La perspective accrue d’être capturé peut dissuader les tueurs potentiels de passer à l’acte. « Le meurtre en série est devenu une poursuite plus dangereuse », affirme Thomas Hargrove, le fondateur du Murder Accountability Project, une organisation américaine qui traque les crimes non résolus.

Le travail d’accompagnement psychologique mené avec de potentiels tueurs en série porterait également ses fruits

Sureté et prévention

De nombreux chercheurs citent également l’allongement des peines de prison et la réduction des libérations conditionnelles au fil des décennies. Si un ancien meurtrier reste derrière les barreaux plus longtemps, il aura moins de chances d’atteindre le seuil de trois meurtres habituellement fixé par le FBI pour être un serial killer.
Le travail d’accompagnement psychologique mené avec de potentiels tueurs en série porterait également ses fruits. Les jeunes gens à risque, soit ayant eu une enfance difficile, peuplée de traumatismes, sont suivis de façon plus attentive et plus régulière par les professionnels du milieu de la santé mentale. Ce qui peut à la fois permettre de désamorcer certaines situations de détresse et de détecter les éventuelles cas les plus alarmants.

Données fournies ->

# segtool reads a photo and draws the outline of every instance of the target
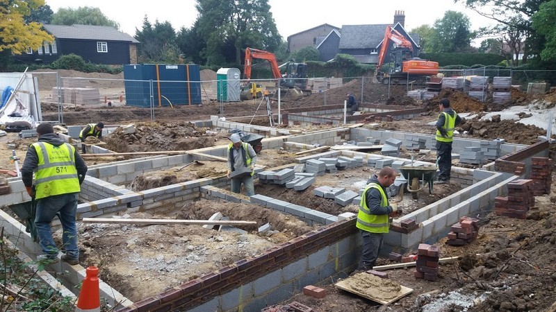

Énoncé 1 -> D'après le texte sur les tueurs en série, combien de meurtres le FBI exige-t-il habituellement pour qu'un criminel soit qualifié de serial killer ?
Énoncé 2 -> Recopiez fidèlement le passage du texte sur les tueurs en série qui va de « La perspective accrue » à « crimes non résolus. ».

Réponse complète 1 -> Trois meurtres.

Réponse complète 2 ->
La perspective accrue d’être capturé peut dissuader les tueurs potentiels de passer à l’acte. « Le meurtre en série est devenu une poursuite plus dangereuse », affirme Thomas Hargrove, le fondateur du Murder Accountability Project, une organisation américaine qui traque les crimes non résolus.